* _WHAT THE TASK REQUIRES_:
Return the records word for word, from their first line through the line containing "x=377 y=1119", including both of those lines.

=== RECORD LIST ===

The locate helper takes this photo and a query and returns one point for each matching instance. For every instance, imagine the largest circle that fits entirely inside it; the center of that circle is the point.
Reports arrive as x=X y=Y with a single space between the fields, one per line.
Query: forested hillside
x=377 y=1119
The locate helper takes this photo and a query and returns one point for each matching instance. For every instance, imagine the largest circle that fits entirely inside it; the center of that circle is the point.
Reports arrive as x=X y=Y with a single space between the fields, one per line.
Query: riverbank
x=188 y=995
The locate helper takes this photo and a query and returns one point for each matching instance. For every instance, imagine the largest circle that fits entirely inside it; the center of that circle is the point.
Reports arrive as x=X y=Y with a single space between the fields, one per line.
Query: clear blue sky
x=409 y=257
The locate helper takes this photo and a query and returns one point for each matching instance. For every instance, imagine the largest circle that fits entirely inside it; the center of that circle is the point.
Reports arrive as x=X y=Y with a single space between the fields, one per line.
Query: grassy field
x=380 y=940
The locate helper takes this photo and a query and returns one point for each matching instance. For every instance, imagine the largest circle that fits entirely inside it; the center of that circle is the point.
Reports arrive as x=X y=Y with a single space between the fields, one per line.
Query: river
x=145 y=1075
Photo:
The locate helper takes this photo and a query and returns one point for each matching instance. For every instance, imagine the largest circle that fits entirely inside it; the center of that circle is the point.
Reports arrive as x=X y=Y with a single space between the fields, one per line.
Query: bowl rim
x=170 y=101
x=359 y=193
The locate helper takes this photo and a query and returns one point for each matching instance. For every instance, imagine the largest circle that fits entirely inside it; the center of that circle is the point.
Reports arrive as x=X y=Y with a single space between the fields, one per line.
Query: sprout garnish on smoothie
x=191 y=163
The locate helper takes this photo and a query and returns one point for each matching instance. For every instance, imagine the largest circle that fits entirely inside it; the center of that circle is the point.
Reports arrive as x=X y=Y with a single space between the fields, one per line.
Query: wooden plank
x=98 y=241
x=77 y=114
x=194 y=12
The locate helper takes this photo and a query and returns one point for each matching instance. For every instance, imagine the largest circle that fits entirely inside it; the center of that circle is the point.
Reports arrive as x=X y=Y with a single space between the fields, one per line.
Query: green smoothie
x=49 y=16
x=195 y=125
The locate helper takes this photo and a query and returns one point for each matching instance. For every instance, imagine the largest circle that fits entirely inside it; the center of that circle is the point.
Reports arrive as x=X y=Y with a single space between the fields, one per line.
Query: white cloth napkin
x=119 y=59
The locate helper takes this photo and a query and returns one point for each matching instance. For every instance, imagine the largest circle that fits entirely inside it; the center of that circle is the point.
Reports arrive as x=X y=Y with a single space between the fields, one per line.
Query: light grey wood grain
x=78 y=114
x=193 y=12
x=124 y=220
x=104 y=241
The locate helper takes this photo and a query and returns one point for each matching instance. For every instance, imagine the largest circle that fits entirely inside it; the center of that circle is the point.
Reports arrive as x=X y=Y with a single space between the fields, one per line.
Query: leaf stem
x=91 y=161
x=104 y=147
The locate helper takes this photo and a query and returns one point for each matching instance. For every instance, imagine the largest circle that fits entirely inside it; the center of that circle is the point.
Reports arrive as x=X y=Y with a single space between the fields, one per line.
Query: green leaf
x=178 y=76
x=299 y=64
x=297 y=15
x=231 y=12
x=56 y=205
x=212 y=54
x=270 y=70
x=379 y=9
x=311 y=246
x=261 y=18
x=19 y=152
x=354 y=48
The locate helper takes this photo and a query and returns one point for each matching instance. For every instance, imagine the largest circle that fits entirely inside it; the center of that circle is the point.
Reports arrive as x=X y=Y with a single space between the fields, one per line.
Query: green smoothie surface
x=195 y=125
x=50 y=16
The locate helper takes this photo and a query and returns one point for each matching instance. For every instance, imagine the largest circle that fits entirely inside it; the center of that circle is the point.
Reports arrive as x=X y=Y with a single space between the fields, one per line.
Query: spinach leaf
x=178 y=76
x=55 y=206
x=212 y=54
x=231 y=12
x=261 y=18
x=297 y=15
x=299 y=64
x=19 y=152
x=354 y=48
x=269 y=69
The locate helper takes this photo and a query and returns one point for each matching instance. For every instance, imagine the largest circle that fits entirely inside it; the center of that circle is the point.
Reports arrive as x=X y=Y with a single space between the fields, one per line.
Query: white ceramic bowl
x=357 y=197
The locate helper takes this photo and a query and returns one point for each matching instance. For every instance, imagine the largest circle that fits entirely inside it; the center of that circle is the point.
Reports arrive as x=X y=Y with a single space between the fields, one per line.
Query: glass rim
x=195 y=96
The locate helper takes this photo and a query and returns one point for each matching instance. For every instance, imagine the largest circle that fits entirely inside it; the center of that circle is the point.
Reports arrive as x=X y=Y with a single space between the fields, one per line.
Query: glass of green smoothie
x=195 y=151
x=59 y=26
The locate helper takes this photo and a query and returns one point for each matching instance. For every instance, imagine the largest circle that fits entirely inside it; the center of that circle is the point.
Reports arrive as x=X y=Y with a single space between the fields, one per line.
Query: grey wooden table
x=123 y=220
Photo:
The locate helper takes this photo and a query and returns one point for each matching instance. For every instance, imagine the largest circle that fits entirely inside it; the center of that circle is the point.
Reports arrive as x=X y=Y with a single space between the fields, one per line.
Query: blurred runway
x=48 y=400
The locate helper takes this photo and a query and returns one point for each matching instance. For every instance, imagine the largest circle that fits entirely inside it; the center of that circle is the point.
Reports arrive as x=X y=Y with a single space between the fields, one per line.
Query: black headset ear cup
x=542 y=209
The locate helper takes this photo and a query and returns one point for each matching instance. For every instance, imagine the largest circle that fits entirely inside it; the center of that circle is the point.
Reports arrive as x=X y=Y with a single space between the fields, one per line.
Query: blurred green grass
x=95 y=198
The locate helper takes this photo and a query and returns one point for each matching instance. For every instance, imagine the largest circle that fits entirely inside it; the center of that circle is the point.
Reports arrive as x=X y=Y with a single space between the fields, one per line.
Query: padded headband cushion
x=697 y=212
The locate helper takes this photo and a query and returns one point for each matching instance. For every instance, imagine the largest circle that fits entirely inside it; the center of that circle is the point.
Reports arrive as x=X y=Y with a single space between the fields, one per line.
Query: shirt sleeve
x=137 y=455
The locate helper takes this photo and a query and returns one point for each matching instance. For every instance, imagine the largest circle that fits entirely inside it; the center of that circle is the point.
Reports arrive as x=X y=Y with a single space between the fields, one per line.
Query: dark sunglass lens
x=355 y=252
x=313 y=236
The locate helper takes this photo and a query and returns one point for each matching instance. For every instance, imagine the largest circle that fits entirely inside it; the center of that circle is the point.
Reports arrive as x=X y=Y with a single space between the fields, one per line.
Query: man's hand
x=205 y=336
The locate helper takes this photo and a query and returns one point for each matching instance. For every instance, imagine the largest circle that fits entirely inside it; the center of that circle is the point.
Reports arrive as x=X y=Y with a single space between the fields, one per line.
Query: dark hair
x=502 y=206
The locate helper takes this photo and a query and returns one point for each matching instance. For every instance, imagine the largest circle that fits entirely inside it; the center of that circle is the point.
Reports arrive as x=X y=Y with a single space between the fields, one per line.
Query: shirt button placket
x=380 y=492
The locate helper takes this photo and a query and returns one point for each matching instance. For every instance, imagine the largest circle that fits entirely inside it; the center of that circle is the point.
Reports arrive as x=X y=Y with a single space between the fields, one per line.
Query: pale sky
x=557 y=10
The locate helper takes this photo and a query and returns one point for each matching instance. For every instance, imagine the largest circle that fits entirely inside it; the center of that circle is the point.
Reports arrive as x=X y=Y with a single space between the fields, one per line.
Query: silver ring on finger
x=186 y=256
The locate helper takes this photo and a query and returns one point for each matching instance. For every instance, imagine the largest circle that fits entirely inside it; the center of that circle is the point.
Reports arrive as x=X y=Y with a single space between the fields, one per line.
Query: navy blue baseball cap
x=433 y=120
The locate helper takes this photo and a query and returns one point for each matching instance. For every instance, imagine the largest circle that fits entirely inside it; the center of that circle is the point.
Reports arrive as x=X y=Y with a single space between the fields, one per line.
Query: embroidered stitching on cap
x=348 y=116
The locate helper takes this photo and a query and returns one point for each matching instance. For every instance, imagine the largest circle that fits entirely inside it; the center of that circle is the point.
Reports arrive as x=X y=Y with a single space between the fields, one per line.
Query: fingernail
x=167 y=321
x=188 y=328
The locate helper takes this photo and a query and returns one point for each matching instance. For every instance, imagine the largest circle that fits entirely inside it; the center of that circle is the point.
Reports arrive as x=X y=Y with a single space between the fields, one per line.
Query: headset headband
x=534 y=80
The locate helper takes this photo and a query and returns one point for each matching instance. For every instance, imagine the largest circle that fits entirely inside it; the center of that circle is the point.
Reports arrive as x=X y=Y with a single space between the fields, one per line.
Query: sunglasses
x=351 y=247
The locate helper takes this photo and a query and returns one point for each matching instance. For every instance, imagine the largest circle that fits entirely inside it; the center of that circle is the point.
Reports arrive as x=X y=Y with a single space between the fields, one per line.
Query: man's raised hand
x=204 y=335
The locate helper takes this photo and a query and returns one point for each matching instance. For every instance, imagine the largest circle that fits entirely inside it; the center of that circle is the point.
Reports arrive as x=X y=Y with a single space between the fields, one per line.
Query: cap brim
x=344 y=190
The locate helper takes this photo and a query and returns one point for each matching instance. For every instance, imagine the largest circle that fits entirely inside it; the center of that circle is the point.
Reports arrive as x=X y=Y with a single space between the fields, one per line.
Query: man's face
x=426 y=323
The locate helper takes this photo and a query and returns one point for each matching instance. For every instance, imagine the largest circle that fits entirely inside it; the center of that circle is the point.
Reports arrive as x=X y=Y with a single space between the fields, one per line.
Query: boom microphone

===

* _REPLY TO THE TASK_:
The locate helper takes this photo and a query and returns one point for each matching instance. For every instance, imagine the largest circle that fits entirely inside it; the center of that circle is the point.
Reports arrive as x=X y=Y with a single space between the fields, one per line.
Query: forested hillside
x=377 y=1119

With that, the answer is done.